# What you will do
Please reproduce all of the lines below, word for word and in full.

═════ Data section

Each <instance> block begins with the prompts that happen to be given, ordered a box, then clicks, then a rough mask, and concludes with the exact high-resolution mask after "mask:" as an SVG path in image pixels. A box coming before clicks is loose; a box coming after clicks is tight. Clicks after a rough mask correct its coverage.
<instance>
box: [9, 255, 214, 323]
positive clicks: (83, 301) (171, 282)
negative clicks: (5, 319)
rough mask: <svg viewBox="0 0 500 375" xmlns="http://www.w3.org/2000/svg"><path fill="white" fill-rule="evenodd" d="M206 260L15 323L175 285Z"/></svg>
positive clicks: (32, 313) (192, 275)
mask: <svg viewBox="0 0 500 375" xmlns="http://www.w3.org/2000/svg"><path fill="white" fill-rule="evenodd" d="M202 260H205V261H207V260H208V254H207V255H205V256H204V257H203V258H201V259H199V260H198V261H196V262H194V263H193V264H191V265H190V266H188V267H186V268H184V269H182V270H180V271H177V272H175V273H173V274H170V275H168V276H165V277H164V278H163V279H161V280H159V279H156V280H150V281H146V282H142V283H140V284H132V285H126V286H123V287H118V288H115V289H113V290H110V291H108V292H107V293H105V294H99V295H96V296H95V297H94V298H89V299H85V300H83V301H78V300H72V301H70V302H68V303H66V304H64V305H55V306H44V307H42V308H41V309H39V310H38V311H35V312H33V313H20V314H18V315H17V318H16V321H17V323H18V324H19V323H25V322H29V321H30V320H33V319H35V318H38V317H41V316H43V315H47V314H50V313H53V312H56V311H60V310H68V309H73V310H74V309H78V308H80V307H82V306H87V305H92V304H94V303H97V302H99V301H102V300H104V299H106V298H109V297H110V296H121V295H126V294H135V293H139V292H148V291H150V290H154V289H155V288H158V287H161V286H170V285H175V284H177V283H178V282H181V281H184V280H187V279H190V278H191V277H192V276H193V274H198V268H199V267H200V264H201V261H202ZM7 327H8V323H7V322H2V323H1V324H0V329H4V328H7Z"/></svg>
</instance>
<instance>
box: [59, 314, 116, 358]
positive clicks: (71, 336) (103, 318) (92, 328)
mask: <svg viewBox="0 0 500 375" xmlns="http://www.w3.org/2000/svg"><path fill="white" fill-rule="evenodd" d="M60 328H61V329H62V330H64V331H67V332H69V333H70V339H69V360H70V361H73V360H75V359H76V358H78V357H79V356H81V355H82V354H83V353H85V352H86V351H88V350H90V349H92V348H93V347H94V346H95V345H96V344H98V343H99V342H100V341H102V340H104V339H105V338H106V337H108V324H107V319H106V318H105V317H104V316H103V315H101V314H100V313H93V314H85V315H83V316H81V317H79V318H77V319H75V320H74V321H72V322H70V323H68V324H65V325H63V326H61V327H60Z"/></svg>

══════════

# Solution to this exercise
Each <instance> block begins with the prompts that happen to be given, ordered a box, then clicks, then a rough mask, and concludes with the exact high-resolution mask after "mask:" as an SVG path in image pixels. A box coming before clicks is loose; a box coming after clicks is tight. Clicks after a rough mask correct its coverage.
<instance>
box: [9, 255, 214, 323]
positive clicks: (83, 301) (171, 282)
negative clicks: (5, 319)
rough mask: <svg viewBox="0 0 500 375" xmlns="http://www.w3.org/2000/svg"><path fill="white" fill-rule="evenodd" d="M206 260L15 323L175 285Z"/></svg>
positive clicks: (32, 313) (192, 275)
mask: <svg viewBox="0 0 500 375" xmlns="http://www.w3.org/2000/svg"><path fill="white" fill-rule="evenodd" d="M202 260H205V261H207V260H208V254H207V255H205V256H204V257H203V258H201V259H199V260H198V261H196V262H194V263H193V264H191V265H190V266H188V267H186V268H184V269H182V270H180V271H177V272H175V273H173V274H170V275H168V276H165V277H164V278H163V279H161V280H159V279H156V280H150V281H146V282H142V283H140V284H132V285H126V286H123V287H118V288H115V289H113V290H110V291H108V292H107V293H105V294H99V295H96V296H95V297H94V298H89V299H85V300H83V301H78V300H72V301H70V302H68V303H66V304H64V305H55V306H44V307H42V308H41V309H39V310H38V311H35V312H33V313H20V314H18V315H17V318H16V321H17V323H18V324H19V323H25V322H29V321H30V320H33V319H35V318H38V317H41V316H43V315H47V314H50V313H53V312H56V311H60V310H68V309H73V310H74V309H78V308H80V307H82V306H87V305H92V304H94V303H97V302H99V301H102V300H104V299H106V298H109V297H110V296H121V295H126V294H135V293H139V292H148V291H150V290H154V289H155V288H158V287H161V286H170V285H175V284H177V283H178V282H181V281H184V280H187V279H190V278H191V277H192V276H193V274H198V268H199V267H200V264H201V261H202ZM7 327H8V323H7V322H2V323H1V324H0V329H4V328H7Z"/></svg>
</instance>
<instance>
box: [59, 314, 116, 358]
positive clicks: (71, 336) (103, 318) (92, 328)
mask: <svg viewBox="0 0 500 375" xmlns="http://www.w3.org/2000/svg"><path fill="white" fill-rule="evenodd" d="M60 328H61V329H62V330H64V331H67V332H69V333H70V339H69V360H70V361H73V360H75V359H76V358H78V357H79V356H81V355H82V354H83V353H85V352H86V351H88V350H90V349H92V348H93V347H94V346H95V345H96V344H98V343H99V342H100V341H102V340H104V339H105V338H106V337H108V324H107V319H106V318H105V317H104V316H103V315H101V314H100V313H93V314H85V315H83V316H81V317H79V318H77V319H75V320H74V321H72V322H70V323H68V324H65V325H63V326H61V327H60Z"/></svg>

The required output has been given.